YOUR TASK: Reproduce every one of the rows below word for word, keeping them in the same order.

Records from a collection
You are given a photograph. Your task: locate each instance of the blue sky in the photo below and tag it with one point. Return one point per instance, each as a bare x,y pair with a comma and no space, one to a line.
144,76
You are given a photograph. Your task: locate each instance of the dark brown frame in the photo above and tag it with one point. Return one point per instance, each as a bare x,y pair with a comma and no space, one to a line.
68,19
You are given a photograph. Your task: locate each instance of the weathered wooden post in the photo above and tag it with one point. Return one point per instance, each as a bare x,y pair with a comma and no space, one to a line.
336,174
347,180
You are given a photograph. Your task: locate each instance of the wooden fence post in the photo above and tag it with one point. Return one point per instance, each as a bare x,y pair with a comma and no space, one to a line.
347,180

RESPONSE:
You are given a photograph. Your task: locate each instance of the blue sky in the photo below and tag it with one point. Return one point per instance, each as a bare x,y pair with a comma and no space, one to a line.
144,76
You are given a photograph. Your task: locate each instance of the dark brown frame in the photo above and tag it with one point. Return one point per instance, each as a bare x,y pair with a comma and no space, one to a line.
68,19
You are given a photograph. Your task: locate each instance of the weathered wooden post in the photo above and tag it with one point. Return one point per instance, each as a bare x,y pair with a comma and no space, one to a line.
336,174
347,180
You are given a photograph. Your task: locate each instance of the wooden fence post in the photo above and tag it with one point. Return one point per instance, each as a bare x,y pair with a comma and no space, one to a line.
347,180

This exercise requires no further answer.